Request: Rescale the part of the lines that opens with the first line and closes with the line containing "128 30 L 130" (both included). Give only those lines again, requests included and pictures left out, with every coordinate in the answer paths multiplied by 1.15 and rounded to whole numbers, halves rounded up.

Records to process:
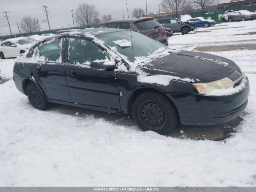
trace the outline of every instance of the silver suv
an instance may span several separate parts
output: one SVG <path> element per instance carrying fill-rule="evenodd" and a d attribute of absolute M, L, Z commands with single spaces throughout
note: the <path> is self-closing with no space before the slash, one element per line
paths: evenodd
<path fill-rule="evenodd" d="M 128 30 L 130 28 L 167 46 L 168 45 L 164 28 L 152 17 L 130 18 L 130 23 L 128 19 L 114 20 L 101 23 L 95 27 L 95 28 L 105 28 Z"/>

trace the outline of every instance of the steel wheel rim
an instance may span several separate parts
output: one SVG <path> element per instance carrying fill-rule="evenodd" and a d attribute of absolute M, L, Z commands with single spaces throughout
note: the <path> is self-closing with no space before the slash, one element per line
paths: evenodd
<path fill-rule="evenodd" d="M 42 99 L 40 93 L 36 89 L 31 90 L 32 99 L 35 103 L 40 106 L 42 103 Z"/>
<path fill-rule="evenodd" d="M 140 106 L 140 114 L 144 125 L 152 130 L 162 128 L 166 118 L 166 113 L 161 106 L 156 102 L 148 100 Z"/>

Result:
trace the outline of every instance of the silver suv
an instance may span several separate parts
output: one SVG <path> element per instance carrying fill-rule="evenodd" and a d attribute of absolute M, L, Z commands with single spaces throughout
note: the <path> is self-closing with no space before the slash, one element per line
paths: evenodd
<path fill-rule="evenodd" d="M 147 35 L 150 32 L 192 53 L 193 52 L 189 32 L 175 20 L 150 21 L 150 26 L 147 22 L 131 23 L 116 26 L 109 31 L 109 32 L 121 32 Z"/>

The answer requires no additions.